__Request__.
Format the records, from the start up to and including the line containing "73], [28, 86]]", as a two-column CSV with the columns input and output. Give one row per entry, with its text and its answer each in a single quoted field and line breaks replaced by spaces.

# Excerpted data start

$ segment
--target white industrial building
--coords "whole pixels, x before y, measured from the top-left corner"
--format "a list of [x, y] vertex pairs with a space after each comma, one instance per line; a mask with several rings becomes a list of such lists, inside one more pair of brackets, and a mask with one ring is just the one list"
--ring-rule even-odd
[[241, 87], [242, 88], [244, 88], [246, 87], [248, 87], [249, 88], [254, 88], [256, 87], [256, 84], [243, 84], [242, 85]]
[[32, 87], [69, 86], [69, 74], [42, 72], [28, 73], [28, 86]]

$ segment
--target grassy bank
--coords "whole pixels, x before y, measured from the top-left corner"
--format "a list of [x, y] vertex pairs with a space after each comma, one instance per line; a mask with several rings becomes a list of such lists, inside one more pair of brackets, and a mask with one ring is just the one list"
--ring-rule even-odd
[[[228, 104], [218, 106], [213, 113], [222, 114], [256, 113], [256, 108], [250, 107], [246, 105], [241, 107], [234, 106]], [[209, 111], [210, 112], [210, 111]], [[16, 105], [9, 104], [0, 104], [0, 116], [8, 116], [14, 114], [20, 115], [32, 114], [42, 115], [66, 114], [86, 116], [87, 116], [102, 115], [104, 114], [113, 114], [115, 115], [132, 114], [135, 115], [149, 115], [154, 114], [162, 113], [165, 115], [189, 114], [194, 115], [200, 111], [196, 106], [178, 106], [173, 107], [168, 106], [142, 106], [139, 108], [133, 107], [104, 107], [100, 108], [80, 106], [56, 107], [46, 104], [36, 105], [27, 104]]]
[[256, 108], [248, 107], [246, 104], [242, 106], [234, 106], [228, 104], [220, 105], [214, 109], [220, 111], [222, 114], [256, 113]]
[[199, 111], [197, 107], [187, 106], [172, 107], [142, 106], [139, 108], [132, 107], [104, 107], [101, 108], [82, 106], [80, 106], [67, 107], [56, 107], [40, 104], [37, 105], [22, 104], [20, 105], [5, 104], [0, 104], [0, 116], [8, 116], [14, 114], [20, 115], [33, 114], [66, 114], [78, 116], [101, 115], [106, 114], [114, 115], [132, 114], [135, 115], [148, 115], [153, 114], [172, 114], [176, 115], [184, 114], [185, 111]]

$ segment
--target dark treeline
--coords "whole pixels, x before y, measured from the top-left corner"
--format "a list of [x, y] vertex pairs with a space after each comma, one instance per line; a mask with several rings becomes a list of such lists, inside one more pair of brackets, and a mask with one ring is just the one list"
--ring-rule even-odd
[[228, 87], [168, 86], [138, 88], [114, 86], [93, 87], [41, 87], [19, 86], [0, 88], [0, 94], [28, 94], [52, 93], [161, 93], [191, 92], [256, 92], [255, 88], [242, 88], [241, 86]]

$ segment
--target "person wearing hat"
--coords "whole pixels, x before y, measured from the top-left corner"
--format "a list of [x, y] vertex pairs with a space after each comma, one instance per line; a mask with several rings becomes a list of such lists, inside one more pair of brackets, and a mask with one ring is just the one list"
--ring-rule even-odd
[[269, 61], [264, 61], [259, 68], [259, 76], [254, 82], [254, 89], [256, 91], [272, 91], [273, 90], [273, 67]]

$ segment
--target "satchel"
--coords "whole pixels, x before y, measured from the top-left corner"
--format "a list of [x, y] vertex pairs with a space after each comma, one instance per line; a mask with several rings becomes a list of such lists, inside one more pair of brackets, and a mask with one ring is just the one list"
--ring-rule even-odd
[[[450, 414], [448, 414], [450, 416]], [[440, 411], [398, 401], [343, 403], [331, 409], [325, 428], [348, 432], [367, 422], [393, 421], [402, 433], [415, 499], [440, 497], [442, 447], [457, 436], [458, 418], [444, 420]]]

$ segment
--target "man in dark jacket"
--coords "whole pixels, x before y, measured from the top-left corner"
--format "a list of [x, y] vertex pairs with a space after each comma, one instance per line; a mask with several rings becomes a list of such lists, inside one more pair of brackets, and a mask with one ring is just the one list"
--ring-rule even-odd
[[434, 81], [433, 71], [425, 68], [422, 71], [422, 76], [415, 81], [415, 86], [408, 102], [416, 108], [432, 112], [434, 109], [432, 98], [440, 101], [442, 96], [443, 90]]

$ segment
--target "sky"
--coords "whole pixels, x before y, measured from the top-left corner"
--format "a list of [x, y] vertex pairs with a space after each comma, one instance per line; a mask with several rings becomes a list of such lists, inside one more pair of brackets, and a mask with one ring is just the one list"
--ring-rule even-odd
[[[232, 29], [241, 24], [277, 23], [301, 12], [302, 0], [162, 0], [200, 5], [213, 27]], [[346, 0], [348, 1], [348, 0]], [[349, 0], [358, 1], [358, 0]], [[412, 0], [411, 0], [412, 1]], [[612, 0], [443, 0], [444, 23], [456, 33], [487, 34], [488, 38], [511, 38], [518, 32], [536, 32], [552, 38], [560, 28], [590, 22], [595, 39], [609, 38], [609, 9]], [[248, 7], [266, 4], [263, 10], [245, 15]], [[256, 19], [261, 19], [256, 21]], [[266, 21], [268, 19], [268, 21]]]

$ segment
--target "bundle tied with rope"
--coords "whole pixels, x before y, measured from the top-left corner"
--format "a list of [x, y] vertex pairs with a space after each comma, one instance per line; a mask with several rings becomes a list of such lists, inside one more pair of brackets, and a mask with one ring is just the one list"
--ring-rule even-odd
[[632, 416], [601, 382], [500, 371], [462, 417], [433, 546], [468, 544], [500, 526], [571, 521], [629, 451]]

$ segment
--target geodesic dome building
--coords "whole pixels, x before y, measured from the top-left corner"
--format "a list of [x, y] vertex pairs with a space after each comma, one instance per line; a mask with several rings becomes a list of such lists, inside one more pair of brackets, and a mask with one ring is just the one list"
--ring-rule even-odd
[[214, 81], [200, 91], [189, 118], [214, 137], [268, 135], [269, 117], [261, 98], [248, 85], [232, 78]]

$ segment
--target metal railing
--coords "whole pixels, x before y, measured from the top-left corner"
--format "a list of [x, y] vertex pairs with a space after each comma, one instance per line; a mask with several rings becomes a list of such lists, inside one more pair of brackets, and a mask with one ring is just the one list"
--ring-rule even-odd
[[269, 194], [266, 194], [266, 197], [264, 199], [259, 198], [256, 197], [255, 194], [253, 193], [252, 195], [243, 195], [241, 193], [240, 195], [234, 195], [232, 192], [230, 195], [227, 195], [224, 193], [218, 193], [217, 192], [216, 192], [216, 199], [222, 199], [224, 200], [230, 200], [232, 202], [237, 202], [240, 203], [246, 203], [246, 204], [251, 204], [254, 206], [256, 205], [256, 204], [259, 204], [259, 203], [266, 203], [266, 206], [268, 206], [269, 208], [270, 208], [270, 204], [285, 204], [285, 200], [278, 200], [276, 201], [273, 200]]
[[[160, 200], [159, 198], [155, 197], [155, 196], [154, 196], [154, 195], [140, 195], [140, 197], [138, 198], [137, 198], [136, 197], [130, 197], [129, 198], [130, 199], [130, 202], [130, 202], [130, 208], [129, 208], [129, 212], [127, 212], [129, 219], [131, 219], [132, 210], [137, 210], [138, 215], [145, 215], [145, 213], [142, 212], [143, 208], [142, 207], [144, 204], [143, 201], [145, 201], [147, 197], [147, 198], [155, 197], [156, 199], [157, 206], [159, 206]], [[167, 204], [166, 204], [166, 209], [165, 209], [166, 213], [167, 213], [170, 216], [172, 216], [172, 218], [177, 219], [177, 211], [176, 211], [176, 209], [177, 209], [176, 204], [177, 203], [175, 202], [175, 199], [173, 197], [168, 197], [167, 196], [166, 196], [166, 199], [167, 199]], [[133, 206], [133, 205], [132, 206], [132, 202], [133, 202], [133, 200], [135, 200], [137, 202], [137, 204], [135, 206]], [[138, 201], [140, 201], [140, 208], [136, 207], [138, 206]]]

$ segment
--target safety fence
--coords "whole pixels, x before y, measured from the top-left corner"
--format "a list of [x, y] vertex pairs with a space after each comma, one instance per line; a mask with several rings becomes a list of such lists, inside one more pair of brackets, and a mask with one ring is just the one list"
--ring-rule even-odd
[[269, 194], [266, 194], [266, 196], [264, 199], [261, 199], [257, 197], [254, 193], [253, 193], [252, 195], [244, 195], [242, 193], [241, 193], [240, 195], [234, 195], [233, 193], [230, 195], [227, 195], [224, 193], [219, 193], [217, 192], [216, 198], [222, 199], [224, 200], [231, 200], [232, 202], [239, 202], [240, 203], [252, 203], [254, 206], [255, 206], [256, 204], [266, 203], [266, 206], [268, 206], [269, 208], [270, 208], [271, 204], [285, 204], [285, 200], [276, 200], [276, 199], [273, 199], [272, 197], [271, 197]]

# Excerpted data end

__Solution for this exercise__.
input,output
"$ segment --target white industrial building --coords ""whole pixels, x before y, measured from the top-left corner"" --format ""a list of [x, y] vertex pairs with a space after each comma, one instance per line; a mask with several rings becomes a list of such lists, inside one more pair of brackets, and a mask with one ring is just the one list"" --ring-rule even-odd","[[241, 87], [242, 88], [244, 88], [246, 87], [248, 87], [249, 88], [254, 88], [256, 87], [256, 84], [243, 84], [242, 85]] [[32, 87], [69, 86], [69, 74], [42, 72], [28, 73], [28, 86]]"